RECORDS SHOWN
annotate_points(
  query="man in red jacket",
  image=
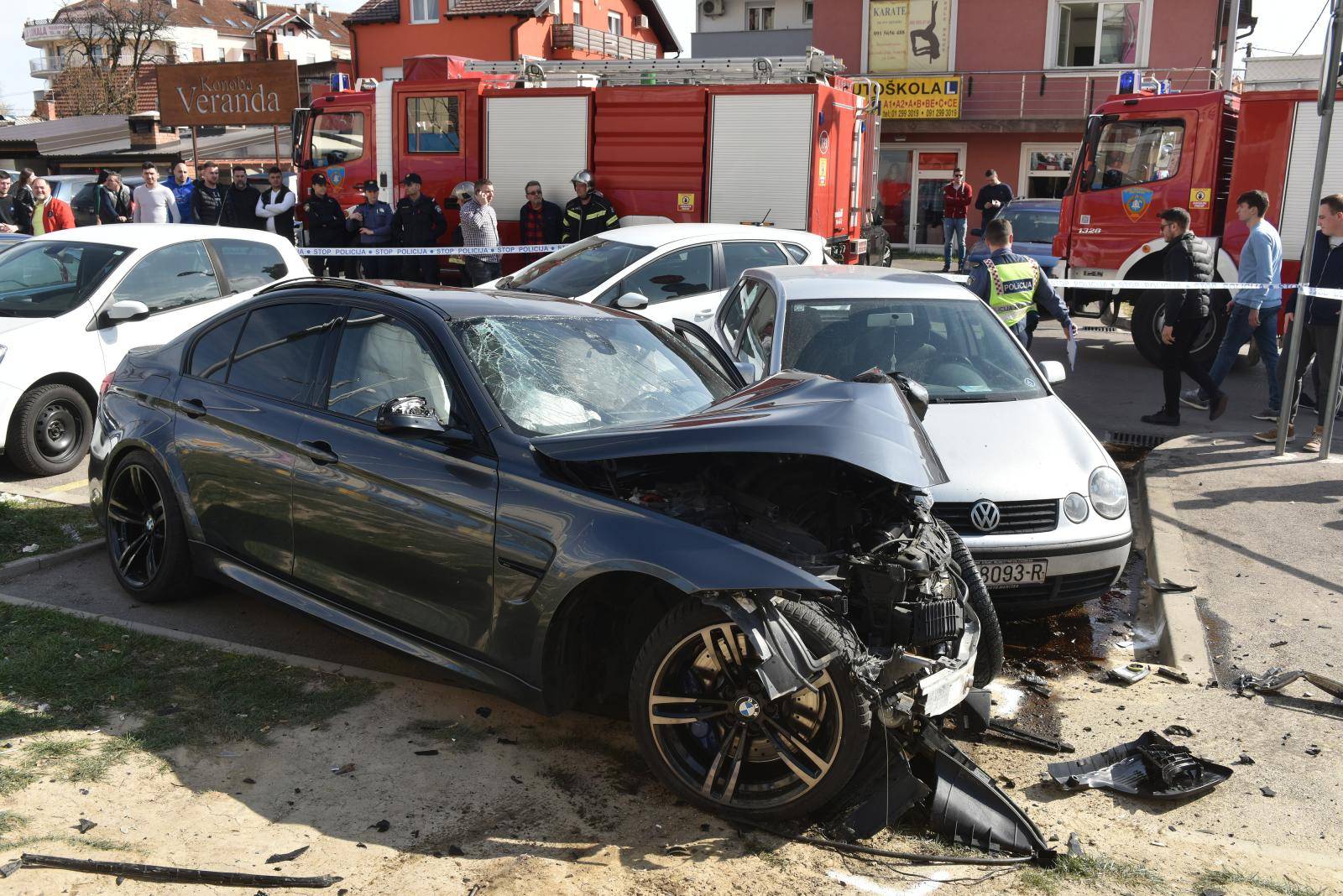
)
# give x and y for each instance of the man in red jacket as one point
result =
(51, 214)
(955, 199)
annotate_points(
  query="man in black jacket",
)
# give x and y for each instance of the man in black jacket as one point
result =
(418, 223)
(1186, 259)
(1322, 322)
(324, 221)
(241, 203)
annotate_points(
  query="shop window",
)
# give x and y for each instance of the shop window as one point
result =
(1098, 34)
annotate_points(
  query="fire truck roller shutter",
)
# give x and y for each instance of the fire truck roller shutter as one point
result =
(516, 127)
(762, 159)
(1298, 201)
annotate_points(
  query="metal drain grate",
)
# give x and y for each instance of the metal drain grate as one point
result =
(1132, 439)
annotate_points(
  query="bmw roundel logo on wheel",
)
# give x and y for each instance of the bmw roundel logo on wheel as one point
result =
(984, 515)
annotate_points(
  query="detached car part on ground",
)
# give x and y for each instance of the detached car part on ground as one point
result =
(567, 504)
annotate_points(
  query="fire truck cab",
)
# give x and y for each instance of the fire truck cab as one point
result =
(782, 143)
(1197, 150)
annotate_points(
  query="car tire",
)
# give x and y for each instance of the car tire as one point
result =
(147, 541)
(989, 662)
(50, 431)
(747, 775)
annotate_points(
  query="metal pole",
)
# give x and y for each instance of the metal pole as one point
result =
(1229, 60)
(1329, 76)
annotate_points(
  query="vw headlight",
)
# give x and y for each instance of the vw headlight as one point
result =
(1108, 494)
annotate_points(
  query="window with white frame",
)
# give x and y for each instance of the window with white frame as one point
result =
(1099, 33)
(759, 16)
(423, 13)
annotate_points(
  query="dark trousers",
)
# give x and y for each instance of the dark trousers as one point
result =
(1318, 344)
(481, 271)
(1175, 360)
(421, 268)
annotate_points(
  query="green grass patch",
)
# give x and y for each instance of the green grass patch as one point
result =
(50, 526)
(1101, 873)
(64, 674)
(1229, 878)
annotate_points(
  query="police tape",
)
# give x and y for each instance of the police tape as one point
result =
(1322, 293)
(383, 251)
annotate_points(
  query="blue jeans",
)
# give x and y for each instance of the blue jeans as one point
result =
(1239, 331)
(954, 230)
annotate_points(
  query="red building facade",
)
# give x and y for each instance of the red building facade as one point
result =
(1004, 85)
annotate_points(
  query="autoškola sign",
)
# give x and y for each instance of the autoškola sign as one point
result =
(227, 93)
(922, 96)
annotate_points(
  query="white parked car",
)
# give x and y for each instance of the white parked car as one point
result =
(1036, 497)
(74, 302)
(664, 271)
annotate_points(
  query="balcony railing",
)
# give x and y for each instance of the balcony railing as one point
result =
(601, 42)
(39, 29)
(1052, 94)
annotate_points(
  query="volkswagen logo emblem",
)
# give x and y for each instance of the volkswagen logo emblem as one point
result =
(985, 515)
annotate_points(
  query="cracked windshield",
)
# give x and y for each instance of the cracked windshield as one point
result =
(554, 374)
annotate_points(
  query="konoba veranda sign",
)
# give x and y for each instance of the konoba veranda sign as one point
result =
(227, 93)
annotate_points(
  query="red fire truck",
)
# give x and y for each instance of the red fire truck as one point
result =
(776, 141)
(1197, 150)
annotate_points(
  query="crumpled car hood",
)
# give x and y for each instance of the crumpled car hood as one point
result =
(868, 425)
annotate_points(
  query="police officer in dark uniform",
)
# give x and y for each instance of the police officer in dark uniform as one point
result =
(324, 221)
(418, 223)
(588, 212)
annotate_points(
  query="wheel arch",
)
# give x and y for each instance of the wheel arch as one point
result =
(613, 608)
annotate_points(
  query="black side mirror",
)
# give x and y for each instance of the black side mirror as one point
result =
(409, 414)
(915, 393)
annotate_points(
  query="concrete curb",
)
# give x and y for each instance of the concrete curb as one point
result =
(13, 569)
(1182, 640)
(232, 647)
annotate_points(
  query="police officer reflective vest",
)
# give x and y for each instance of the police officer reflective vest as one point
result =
(1011, 289)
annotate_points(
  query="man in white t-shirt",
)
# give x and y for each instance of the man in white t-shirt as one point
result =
(154, 203)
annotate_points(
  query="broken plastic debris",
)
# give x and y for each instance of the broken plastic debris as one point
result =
(280, 857)
(1150, 766)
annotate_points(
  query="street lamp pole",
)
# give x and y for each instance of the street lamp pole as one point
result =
(1325, 109)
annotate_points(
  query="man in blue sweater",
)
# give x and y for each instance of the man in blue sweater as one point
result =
(1253, 310)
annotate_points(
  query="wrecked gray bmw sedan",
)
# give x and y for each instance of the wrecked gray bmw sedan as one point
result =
(571, 506)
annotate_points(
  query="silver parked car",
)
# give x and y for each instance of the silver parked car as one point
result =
(1036, 497)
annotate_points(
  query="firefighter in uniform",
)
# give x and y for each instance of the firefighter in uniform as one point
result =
(418, 223)
(588, 212)
(1011, 284)
(324, 221)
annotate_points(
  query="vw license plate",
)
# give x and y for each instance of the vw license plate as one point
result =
(1007, 573)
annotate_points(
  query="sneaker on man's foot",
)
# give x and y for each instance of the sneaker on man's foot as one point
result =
(1314, 441)
(1192, 399)
(1217, 407)
(1271, 435)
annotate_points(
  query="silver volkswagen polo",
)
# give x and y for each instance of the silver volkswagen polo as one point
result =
(1036, 497)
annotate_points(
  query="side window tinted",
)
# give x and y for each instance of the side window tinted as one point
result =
(431, 125)
(675, 275)
(758, 341)
(171, 278)
(248, 266)
(379, 360)
(210, 357)
(739, 257)
(1137, 152)
(277, 354)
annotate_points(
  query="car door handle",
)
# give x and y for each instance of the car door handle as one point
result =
(192, 407)
(320, 452)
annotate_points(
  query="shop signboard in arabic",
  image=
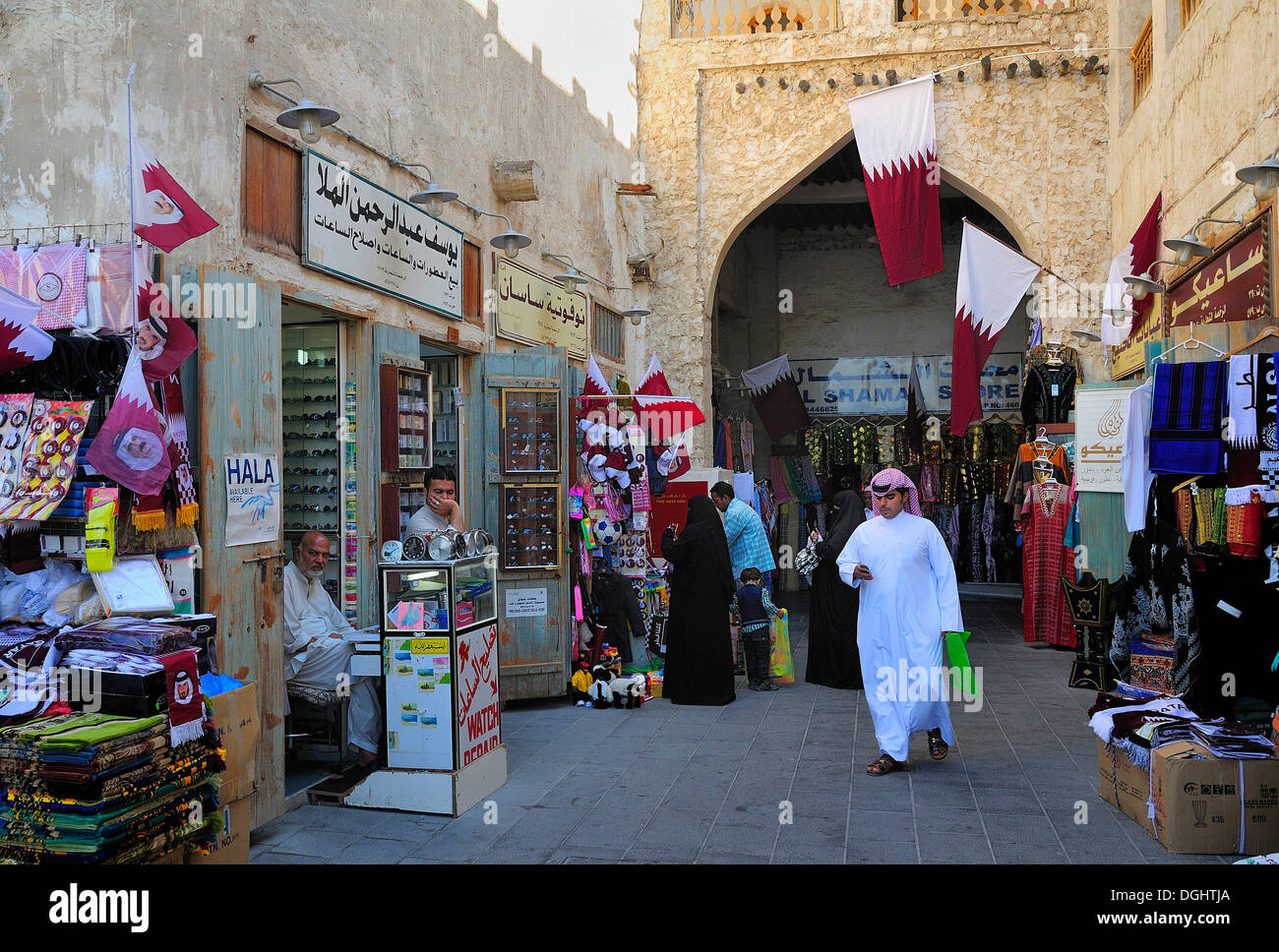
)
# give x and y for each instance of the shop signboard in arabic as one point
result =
(362, 233)
(1232, 285)
(532, 310)
(1100, 414)
(868, 387)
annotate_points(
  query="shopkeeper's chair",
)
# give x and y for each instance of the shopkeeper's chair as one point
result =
(334, 713)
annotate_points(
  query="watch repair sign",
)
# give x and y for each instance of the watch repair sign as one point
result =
(478, 704)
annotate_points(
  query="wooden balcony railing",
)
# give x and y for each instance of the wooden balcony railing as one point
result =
(909, 11)
(1142, 63)
(702, 18)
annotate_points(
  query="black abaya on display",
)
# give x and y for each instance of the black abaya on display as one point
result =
(699, 644)
(832, 656)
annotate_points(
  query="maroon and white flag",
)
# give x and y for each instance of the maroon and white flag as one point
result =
(663, 414)
(896, 140)
(1136, 259)
(131, 446)
(21, 340)
(162, 212)
(164, 338)
(775, 395)
(993, 280)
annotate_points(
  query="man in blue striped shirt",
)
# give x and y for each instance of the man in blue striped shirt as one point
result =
(747, 539)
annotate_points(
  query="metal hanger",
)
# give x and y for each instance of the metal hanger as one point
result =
(1271, 331)
(1190, 342)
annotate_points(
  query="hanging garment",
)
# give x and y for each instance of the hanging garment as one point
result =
(1134, 465)
(832, 657)
(1186, 418)
(1158, 600)
(1091, 605)
(1049, 393)
(1045, 560)
(911, 598)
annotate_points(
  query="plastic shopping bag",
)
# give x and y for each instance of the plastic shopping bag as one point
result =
(783, 667)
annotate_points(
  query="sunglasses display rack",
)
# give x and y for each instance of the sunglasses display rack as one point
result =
(531, 525)
(529, 431)
(311, 481)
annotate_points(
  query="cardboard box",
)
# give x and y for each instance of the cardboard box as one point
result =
(1211, 805)
(231, 846)
(1124, 785)
(235, 714)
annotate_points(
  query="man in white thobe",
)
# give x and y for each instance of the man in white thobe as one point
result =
(908, 600)
(316, 653)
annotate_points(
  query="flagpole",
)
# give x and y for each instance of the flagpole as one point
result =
(133, 257)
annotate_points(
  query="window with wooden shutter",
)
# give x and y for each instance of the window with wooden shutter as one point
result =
(472, 284)
(272, 192)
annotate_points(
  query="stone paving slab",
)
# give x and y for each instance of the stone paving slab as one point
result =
(772, 777)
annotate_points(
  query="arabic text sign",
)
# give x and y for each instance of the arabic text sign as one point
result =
(868, 387)
(365, 234)
(1099, 423)
(252, 498)
(478, 704)
(1232, 285)
(531, 310)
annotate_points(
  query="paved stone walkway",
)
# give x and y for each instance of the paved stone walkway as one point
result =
(672, 784)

OBJECTIVE
Copy out every line of the records above that contains the word "polo", treating uppercase and lowercase as distinct.

EXERCISE SOLUTION
  query="silver volkswagen polo",
# give x and y for each instance of the silver volkswagen polo as one point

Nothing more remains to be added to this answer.